Radiohead - Amnesiac

 

Amnesiac

 

Radiohead

Veröffentlichungsdatum: 05.06.2001

 

Rating: 7 / 10

von Kristoffer Leitgeb, 04.08.2018


Das schwierige Schwesterchen von Kid A zwischen Electronica, Jazz und vergangenen Alt-Rock-Tagen.

 

Das zweite Kind ist nie so speziell wie das erste. Kann gut sein, dass das viele Zuspätgekommene schmerzt, aber es ist nun einmal so. Das Flair des Einzigartigen kann ja auch per Definition nur beim ersten Mal herrschen und auch nur da ist alles neu, überraschend, überwältigend. Anders gesagt: Eine vollgekackte Windel ist nur ein einziges Mal weltbewegend und auch nur dann für ziemlich übereuphorisierte Eltern. Jetzt ist das Kunstwerk so ein bisschen das Kind des Künstlers, wobei der das Privileg hat, alle so einzigartig zu gestalten, dass jedes davon gleichermaßen spektakulär, neu und liebenswürdig ist. Dieser Möglichkeit beraubt er sich natürlich umgehend, erschafft er Kunstwerke im Doppel-, Triple- oder Quadruplepack. Das macht zwar Detailunterschiede alles andere als unmöglich, die stilistische Neuerfindung ist aber auf alle Fälle dahin. Was folgt, sind Vergleiche, ist Konkurrenz innerhalb des Kanons von ein und demselben Künstler, aber auch die faszinierende Qualität von Gleichem, das doch wieder ganz anders erscheint. Radiohead bringen es mit "Amnesiac" beinahe so weit, stolpern aber beinahe über die Dimension der geschaffenen Atmosphäre.

ANGEZEIGTE DATEN —
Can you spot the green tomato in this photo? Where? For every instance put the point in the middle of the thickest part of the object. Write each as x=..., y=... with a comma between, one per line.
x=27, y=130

ANFORDERUNGEN — Geben Sie aus der Rezension zu „Amnesiac“ den Abschnitt wortgetreu aus, der mit den Worten „Veröffentlichungsdatum: 05.06.2001“ beginnt und mit „und vergangenen Alt-Rock-Tagen.“ endet.

ERGEBNIS —
Veröffentlichungsdatum: 05.06.2001

 

Rating: 7 / 10

von Kristoffer Leitgeb, 04.08.2018


Das schwierige Schwesterchen von Kid A zwischen Electronica, Jazz und vergangenen Alt-Rock-Tagen.